Page excerpt:

Wayne Bishop PhD. who taught at Cal State LA and worked with Jaime "Stand and Deliver" Escalante's high school kids, puts forth these thoughts.
“Youngsters who struggle with math simply
need their teachers to show them how to do the math and then practice
themselves how to do it—a lot! Why is such instruction so hard for them
to come by?”
The question may have been rhetorical but the answer is obvious and,
regrettably, endorsed nationally by Common Core-Math. The
“professional” math ed industry has had a love affair with Constructivism
for decades so teachers are taught and centrally-approved math curricula
reflects heavy emphasis on small learning groups using manipulatives with
everybody - even the “facilitator” (as opposed to knowledgeable teacher
teaching) - discovering heretofore unknown mathematics including a
variety of equally-valued computational algorithms. A naïve
mathematician can read the chapter, that is an immediate preamble to all
actual math content specifications, Standards for Mathematical Practice,
and exclaim, “Right on!” Having first worked with its primary
author and one of the three primary authors of the entire CCSS-M almost
30 years ago, Phil Daro, my immediate reaction was, “We’re dead.
From here on, everything is rearranging deck chairs.” That is, in
spite of the language, it will be interpreted exactly as he intended that
it be interpreted, a national endorsement for Constructivism.

Collected data:
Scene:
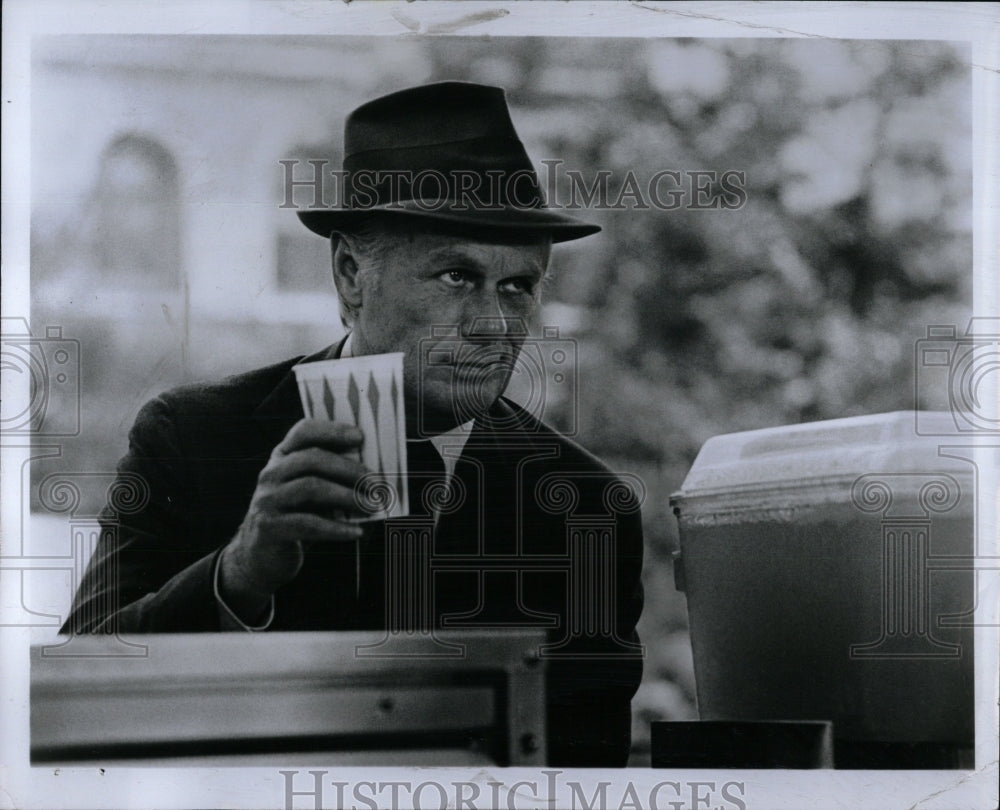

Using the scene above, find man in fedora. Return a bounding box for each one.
[64,82,642,766]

Goal of the exercise: Reproduce word for word the part of the math teaching text above that runs from "From here on, everything" to "endorsement for Constructivism.".

Response for this exercise:
From here on, everything is rearranging deck chairs.” That is, in
spite of the language, it will be interpreted exactly as he intended that
it be interpreted, a national endorsement for Constructivism.